* Instrucciones:
a) En el texto sobre la Séptima Cruzada, ¿cuántos cruzados formaban aproximadamente el ejército de Luis?
b) Transcribe, por favor, el fragmento del texto sobre la Séptima Cruzada que empieza con las palabras que contienen "Era finales de" y termina con "egipcio de Damieta.".
c) Enumera todas las personas que se mencionan por su nombre en el texto sobre la Séptima Cruzada.
── Texto mostrado ──
Era finales de mayo de 1249 y había comenzado la Séptima Cruzada. Luis
y su ejército, que constaba de unos veinticinco mil cruzados, zarparon
de Chipre. Su destino, basado en la lógica cruzada ahora evidente de
que había que neutralizar Egipto antes de poder asegurar Jerusalén, era
el puerto egipcio de Damieta.
Teniendo en cuenta que Damieta también había sido el foco de la Quinta
Cruzada (1217-1221), nada de esto fue una sorpresa para el sultán
egipcio Al-Salih Ayyub. Envió hombres bajo el mando del emir Fahreddin
para reforzar la guarnición de Damieta y proteger la costa contra
cualquier desembarco cruzado. Luego, envió un mensaje advirtiendo a
Luis de que se abstuviera: "Nadie nos ha atacado sin sentir nuestra
superioridad", se jactaba el sultán. "Recordad las conquistas que hemos
hecho a los cristianos. Los hemos expulsado de las tierras que poseían.
───
── Extracto de datos ──
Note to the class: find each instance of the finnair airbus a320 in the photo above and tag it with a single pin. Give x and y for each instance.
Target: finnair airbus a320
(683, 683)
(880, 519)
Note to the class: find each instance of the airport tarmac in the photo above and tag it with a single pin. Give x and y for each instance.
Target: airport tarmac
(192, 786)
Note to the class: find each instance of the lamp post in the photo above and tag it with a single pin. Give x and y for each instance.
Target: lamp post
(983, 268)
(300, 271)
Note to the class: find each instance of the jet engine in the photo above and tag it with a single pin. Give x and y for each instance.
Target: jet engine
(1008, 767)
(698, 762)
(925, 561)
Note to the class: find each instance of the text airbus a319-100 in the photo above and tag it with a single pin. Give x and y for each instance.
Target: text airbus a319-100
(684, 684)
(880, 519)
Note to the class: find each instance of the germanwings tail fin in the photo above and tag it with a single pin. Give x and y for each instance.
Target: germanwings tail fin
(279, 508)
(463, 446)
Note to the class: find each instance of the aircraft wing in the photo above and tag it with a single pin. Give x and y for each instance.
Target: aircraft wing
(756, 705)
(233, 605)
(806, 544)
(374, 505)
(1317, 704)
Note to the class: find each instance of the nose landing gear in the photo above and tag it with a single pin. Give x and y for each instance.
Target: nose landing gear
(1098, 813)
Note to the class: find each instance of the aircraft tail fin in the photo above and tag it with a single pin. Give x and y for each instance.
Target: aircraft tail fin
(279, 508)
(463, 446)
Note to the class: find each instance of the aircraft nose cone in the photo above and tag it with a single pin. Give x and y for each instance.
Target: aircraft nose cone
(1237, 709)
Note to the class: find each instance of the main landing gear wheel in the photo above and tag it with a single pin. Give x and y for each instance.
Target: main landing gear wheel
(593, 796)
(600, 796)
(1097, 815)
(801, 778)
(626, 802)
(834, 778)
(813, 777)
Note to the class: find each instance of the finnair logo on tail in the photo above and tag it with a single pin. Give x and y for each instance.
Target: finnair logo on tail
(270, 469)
───
* Respuestas:
a) Unos veinticinco mil cruzados.

b)
Era finales de mayo de 1249 y había comenzado la Séptima Cruzada. Luis
y su ejército, que constaba de unos veinticinco mil cruzados, zarparon
de Chipre. Su destino, basado en la lógica cruzada ahora evidente de
que había que neutralizar Egipto antes de poder asegurar Jerusalén, era
el puerto egipcio de Damieta.

c) Luis, el sultán Al-Salih Ayyub y el emir Fahreddin.